▸ **Work instructions**
Quote exactly, and only, the lines from the one with "Question. For every instance of the knitted" through the end of the listing.

┌─ Provided data

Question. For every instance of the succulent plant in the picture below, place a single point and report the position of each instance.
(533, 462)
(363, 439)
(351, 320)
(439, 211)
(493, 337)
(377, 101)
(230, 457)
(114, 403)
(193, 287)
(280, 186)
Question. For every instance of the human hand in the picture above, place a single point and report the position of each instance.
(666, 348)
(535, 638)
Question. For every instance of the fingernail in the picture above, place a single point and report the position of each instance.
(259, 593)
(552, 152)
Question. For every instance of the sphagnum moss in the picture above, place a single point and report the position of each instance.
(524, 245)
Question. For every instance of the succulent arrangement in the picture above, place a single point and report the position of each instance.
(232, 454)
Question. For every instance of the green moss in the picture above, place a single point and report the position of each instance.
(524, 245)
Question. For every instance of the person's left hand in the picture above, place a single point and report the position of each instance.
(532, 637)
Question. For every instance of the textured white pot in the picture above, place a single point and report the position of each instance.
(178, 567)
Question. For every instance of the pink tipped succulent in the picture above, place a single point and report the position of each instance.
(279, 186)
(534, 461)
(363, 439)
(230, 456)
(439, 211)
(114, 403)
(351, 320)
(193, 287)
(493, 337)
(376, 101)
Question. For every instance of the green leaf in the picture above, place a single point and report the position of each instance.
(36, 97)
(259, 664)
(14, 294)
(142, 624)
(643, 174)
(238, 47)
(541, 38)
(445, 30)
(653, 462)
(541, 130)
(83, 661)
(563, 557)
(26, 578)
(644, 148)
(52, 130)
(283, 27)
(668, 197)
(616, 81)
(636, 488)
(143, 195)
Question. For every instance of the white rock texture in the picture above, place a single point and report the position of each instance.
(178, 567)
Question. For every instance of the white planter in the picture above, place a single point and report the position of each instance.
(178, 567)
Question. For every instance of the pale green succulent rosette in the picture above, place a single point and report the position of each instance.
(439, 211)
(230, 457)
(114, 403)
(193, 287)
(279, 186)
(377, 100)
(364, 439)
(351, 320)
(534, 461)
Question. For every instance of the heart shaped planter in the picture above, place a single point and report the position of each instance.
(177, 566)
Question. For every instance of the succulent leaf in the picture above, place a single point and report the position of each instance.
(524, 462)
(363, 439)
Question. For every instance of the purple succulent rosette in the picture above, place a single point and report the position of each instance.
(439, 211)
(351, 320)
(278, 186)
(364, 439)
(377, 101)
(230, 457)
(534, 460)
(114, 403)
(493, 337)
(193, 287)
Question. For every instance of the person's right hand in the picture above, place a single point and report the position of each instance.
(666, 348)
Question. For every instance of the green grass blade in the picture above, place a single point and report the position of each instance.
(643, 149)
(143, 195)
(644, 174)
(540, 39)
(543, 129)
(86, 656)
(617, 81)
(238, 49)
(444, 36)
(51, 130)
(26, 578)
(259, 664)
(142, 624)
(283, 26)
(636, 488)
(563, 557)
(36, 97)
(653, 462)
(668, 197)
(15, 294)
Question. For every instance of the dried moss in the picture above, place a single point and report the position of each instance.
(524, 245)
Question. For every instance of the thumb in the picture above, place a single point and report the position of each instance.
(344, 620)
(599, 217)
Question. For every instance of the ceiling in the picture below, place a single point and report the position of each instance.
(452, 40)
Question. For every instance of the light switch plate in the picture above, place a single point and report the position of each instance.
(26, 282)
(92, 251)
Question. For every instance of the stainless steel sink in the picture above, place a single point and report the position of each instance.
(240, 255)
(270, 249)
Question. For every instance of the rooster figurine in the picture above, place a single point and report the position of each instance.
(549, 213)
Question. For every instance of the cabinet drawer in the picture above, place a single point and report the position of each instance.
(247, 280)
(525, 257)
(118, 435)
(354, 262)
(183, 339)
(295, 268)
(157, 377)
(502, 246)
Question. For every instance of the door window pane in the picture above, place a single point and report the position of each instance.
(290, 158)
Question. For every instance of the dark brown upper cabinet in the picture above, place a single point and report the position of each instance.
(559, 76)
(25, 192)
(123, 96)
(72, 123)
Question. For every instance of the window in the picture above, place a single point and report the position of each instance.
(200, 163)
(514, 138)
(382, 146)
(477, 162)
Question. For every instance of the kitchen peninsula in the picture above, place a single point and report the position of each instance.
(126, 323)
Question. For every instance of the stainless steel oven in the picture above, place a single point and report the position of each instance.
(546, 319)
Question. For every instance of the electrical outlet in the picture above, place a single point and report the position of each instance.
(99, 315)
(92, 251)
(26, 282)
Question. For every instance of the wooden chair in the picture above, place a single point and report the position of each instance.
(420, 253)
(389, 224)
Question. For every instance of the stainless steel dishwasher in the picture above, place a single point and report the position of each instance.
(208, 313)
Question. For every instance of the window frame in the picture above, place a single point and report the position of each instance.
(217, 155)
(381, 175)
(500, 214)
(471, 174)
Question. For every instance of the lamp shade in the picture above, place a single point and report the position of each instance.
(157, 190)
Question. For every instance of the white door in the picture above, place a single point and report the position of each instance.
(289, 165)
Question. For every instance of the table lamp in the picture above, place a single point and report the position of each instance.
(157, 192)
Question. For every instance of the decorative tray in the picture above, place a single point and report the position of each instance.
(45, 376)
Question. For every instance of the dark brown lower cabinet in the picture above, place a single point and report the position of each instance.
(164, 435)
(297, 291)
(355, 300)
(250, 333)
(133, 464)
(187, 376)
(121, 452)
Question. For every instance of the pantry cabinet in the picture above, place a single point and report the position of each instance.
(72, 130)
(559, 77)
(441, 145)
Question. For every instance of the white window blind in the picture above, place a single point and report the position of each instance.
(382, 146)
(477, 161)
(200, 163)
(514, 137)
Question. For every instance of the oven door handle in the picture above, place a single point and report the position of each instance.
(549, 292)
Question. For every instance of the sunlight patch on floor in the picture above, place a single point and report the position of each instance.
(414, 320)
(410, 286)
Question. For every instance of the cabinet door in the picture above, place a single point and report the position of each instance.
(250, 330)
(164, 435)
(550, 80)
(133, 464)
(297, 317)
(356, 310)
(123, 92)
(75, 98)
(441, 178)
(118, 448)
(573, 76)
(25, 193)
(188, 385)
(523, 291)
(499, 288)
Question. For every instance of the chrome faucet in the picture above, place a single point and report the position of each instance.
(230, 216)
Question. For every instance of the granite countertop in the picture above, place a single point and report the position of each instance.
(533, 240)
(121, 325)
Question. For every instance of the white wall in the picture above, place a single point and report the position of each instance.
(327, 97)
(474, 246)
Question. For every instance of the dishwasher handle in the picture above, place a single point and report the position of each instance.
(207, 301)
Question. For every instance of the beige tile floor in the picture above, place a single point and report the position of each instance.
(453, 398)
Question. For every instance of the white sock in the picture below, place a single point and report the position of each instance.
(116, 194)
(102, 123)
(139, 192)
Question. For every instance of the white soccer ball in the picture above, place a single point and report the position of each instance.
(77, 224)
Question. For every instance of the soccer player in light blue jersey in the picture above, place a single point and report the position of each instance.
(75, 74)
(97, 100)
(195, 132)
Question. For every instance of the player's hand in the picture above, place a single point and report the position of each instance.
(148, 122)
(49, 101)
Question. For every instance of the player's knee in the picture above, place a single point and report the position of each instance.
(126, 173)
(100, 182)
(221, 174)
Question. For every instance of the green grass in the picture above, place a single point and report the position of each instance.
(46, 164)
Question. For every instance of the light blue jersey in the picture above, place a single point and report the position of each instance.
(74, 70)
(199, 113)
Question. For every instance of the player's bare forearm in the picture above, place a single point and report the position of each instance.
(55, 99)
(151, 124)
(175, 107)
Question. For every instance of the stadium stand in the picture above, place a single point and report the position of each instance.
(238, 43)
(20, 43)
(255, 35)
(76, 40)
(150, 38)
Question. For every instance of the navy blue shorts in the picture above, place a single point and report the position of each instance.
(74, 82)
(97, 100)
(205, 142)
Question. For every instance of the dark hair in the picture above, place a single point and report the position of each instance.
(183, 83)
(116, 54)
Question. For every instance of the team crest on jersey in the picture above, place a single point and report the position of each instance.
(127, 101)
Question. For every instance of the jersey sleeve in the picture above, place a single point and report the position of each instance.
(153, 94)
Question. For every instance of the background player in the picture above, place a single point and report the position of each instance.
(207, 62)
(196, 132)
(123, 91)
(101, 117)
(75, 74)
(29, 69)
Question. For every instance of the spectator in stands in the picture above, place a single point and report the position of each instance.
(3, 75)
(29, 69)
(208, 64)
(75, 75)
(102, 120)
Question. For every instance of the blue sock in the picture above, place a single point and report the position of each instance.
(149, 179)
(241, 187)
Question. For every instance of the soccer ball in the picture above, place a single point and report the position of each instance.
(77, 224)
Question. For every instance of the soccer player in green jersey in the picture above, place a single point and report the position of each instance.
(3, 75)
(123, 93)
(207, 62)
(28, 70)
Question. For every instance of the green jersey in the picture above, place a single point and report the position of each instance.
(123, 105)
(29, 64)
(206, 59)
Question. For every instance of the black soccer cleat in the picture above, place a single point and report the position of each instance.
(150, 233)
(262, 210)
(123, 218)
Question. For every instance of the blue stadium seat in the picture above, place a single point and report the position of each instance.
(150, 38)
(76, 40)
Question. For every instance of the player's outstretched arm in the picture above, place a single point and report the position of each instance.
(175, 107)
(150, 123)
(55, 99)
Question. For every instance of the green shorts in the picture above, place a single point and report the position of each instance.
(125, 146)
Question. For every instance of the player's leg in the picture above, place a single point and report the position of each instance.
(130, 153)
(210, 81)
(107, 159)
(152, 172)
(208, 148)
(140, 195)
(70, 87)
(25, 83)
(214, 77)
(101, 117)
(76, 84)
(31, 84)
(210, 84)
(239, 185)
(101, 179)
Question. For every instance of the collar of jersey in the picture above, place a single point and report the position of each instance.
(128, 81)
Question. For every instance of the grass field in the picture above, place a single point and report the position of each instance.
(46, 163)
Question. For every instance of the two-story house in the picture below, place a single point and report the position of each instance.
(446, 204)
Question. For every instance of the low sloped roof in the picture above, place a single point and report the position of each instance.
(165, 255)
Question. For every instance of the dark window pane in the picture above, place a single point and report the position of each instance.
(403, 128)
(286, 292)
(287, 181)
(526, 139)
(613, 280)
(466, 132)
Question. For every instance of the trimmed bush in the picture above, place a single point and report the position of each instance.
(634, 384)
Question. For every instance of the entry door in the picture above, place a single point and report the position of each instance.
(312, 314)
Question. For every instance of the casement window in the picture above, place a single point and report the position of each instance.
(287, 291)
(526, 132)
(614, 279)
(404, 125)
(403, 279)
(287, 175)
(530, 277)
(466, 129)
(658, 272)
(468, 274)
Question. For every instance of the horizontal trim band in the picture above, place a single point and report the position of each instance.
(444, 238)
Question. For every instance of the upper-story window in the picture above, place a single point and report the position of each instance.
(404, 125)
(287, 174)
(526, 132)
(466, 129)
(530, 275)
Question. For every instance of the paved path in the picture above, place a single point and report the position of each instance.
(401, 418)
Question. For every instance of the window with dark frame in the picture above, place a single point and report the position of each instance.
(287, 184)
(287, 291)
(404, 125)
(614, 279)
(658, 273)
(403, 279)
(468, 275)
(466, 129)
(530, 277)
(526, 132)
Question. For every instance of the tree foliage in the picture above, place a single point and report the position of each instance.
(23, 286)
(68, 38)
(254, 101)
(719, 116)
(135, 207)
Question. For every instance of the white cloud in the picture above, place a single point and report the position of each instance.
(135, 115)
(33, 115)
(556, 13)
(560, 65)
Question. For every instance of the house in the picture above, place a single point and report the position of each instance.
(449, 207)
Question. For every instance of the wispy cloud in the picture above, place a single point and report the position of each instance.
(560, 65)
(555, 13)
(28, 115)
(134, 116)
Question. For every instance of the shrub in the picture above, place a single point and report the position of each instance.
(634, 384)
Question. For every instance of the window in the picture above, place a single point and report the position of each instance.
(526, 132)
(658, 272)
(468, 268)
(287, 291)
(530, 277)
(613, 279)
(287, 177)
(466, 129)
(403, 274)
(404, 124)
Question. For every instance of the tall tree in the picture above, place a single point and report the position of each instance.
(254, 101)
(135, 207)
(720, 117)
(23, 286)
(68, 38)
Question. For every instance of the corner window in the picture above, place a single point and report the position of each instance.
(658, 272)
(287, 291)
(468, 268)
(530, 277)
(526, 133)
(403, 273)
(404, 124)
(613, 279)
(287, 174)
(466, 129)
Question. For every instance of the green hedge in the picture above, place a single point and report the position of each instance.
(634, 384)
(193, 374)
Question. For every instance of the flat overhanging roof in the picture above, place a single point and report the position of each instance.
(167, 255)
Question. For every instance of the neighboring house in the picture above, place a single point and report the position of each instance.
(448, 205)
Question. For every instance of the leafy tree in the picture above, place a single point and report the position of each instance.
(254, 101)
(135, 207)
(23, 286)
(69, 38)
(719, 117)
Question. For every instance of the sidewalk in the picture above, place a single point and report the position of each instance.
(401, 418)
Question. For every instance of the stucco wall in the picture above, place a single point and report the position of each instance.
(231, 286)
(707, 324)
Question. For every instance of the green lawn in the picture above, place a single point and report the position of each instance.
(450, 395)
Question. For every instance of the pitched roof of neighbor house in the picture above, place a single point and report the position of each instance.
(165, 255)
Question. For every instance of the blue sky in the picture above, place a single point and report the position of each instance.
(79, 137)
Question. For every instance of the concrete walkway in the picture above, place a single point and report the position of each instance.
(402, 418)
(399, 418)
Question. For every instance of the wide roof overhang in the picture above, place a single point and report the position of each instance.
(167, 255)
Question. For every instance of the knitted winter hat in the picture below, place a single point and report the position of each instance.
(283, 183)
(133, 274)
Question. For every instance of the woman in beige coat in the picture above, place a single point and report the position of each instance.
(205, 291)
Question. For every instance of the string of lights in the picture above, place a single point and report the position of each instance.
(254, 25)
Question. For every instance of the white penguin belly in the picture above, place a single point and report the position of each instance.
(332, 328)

└─

▸ **Expected answer**
Question. For every instance of the knitted winter hat in the picture below, place a single point and report the position of each instance.
(283, 183)
(133, 274)
Question. For every instance of the woman in beige coat in the picture above, place a single point and report the position of each instance.
(205, 291)
Question. For every instance of the string of lights in the picture above, place a single point and report the position of each instance.
(254, 25)
Question. For every instance of the white penguin belly in the picture above, place a single point and report the position of each instance.
(332, 328)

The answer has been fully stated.